MATERIAL PROVIDED below:

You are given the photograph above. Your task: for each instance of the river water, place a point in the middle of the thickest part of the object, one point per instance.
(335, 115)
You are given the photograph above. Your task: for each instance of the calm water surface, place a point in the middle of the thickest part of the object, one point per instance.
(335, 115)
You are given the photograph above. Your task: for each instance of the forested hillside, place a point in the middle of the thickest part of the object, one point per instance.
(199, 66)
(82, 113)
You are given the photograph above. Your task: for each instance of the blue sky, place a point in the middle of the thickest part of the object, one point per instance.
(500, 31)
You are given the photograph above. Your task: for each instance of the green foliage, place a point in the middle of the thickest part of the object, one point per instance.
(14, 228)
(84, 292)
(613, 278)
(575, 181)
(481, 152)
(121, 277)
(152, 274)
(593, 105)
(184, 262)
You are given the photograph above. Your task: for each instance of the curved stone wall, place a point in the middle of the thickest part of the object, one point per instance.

End of MATERIAL PROVIDED.
MATERIAL PROVIDED below:

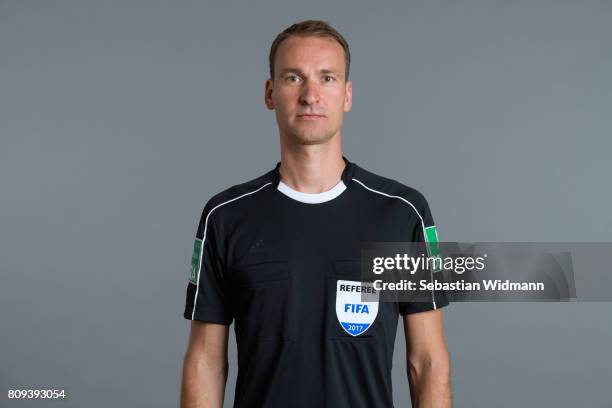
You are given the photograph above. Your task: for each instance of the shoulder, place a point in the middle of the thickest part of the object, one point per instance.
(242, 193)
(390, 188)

End of MATERIAL PROVIDED.

:: TASK OBJECTIVE ::
Reproduce, character for character, only the lines of the preceding data that start at the line with "of the green" and end at the line with "of the curved", both included.

:: RESULT ::
You are given the photograph above. Your task: for each instance of the green foliage, place a point in the middle of the thickest part of the object, one point per instance.
(14, 228)
(84, 292)
(613, 278)
(575, 181)
(481, 152)
(121, 277)
(152, 274)
(593, 105)
(184, 262)
You are given the photograph above. Your task: for each instance of the curved stone wall, place a point in the middle of the thickest part of the object, one point per instance.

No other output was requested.